# Autumn is definitely earlier....



## {97702} (11 August 2017)

I rarely venture into this part of the forum as I have not hunted so far (due to a lack of suitable horses!),but it made me smile the other morning when I turned my horse out.  A young fox ran across the paddock in front of me, bold as brass......... I went back to the yard and found the swallows were lining up on the telegraph lines...... autumn is definitely here, earlier than it ever used to be.......


----------



## Bernster (27 August 2017)

Not ready to let go of summer just yet!  But I always notice when the nights start to draw in, makes me sad as I miss the long light evenings. But I am hoping to do a bit of hunting this year so that makes it more fun even in the depths of winter.  He's been out twice when I first got him.  I think he'll be a good horse to hunt so am looking forward to it.


----------



## Clodagh (27 August 2017)

Got up to do the pheasants this morning and it was definately a cubbing morning. I always much preferred it to 'proper' hunting as to me hound work was everything.


----------



## AdorableAlice (27 August 2017)

Harvest is off around us and hounds out in the morning.  My acer trees are already red and one of the horses has dumped her summer coat in one go and is setting her winter coat.  

We had the mildest driest winter on record last year.  Nature always rights herself, so what will it be, long and wet winter or long and cold, we shall see.


----------



## Fidgety (27 August 2017)

Lévrier;13611557 said:
			
		


			I went back to the yard and found the swallows were lining up on the telegraph lines...... autumn is definitely here, earlier than it ever used to be.......
		
Click to expand...

The swallows seem to have been on a feeding frenzy this last couple of days, I think they're stocking up for the journey, it's so sad when they head off .  I do love September though, there really is something exciting about the quality of the light and the misty mornings.


----------



## Bernster (30 August 2017)

And got my first notifications of autumn hunting this week too.  But I don't do the bonkers early starts so will wait it out until a more civilised time of day haha.


----------



## spacefaer (30 August 2017)

Supplied data:
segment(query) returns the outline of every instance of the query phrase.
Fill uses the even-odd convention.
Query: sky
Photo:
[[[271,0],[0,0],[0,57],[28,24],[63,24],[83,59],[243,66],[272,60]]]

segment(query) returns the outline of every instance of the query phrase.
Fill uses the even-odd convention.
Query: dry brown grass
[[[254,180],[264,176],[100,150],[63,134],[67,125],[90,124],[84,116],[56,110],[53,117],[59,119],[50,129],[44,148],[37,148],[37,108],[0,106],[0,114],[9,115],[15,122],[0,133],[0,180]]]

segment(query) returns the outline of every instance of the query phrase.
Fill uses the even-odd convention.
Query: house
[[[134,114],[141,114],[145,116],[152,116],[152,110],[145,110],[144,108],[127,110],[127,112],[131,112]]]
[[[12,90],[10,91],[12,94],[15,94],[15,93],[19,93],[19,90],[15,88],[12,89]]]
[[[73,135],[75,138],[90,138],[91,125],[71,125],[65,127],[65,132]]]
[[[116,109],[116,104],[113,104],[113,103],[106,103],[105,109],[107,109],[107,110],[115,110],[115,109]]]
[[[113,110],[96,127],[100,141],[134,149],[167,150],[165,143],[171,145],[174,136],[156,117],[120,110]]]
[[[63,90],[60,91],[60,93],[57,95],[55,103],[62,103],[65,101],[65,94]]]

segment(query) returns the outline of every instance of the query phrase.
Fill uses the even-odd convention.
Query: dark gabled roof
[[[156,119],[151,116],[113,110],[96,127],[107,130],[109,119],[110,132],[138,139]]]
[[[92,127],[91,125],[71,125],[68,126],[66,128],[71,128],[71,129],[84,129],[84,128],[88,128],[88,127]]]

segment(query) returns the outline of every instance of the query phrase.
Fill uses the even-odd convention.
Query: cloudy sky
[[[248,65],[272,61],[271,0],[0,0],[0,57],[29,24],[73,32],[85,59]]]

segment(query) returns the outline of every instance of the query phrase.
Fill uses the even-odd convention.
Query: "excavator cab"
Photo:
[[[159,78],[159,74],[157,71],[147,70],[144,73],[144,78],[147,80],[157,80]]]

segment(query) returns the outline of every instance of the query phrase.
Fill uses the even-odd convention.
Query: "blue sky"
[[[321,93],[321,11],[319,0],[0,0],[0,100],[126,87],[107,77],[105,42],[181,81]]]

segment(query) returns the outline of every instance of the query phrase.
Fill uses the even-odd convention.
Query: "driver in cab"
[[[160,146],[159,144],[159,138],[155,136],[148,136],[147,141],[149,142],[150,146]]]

Prompt:
Pick up the forum thread on autumn coming early where it stops, writing the next post.

Solved exercise:
Bernster said:



			And got my first notifications of autumn hunting this week too.  But I don't do the bonkers early starts so will wait it out until a more civilised time of day haha.
		
Click to expand...

One of my local packs is doing quite a few 6pm meets. Gets more people out, and there's a barbecue afterwards (fundraising by the hunt supporters club) - it's too warm and the ground is too hard for hounds to be doing much anyway. So just an educational outing for horses and hounds, with a social thrown in!


----------



## Goldenstar (30 August 2017)

Chill in the alr and we have about a week to go before starting
Beagles where on a neighbours farm this am Fatty and Tatts went nuts, H was ok he was ...hounds ,horn oh hellow of course I will come in mmmm breakfast .
Tatts is still storming around he won't need working today .


----------



## {97702} (30 August 2017)

Bernster said:



			And got my first notifications of autumn hunting this week too.  But I don't do the bonkers early starts so will wait it out until a more civilised time of day haha.
		
Click to expand...

My local pack has been cubbing for a week or so now, they also do evening/on foot/lead rein 'cubbing' sessions, it is great   Not that I have managed to go on any of them yet of course... sigh....


----------



## spacefaer (30 August 2017)

Lévrier;13623465 said:
			
		


			My local pack has been cubbing for a week or so now, they also do evening/on foot/lead rein 'cubbing' sessions, it is great   Not that I have managed to go on any of them yet of course... sigh....
		
Click to expand...

(whispers .....Not the "c" word....!!)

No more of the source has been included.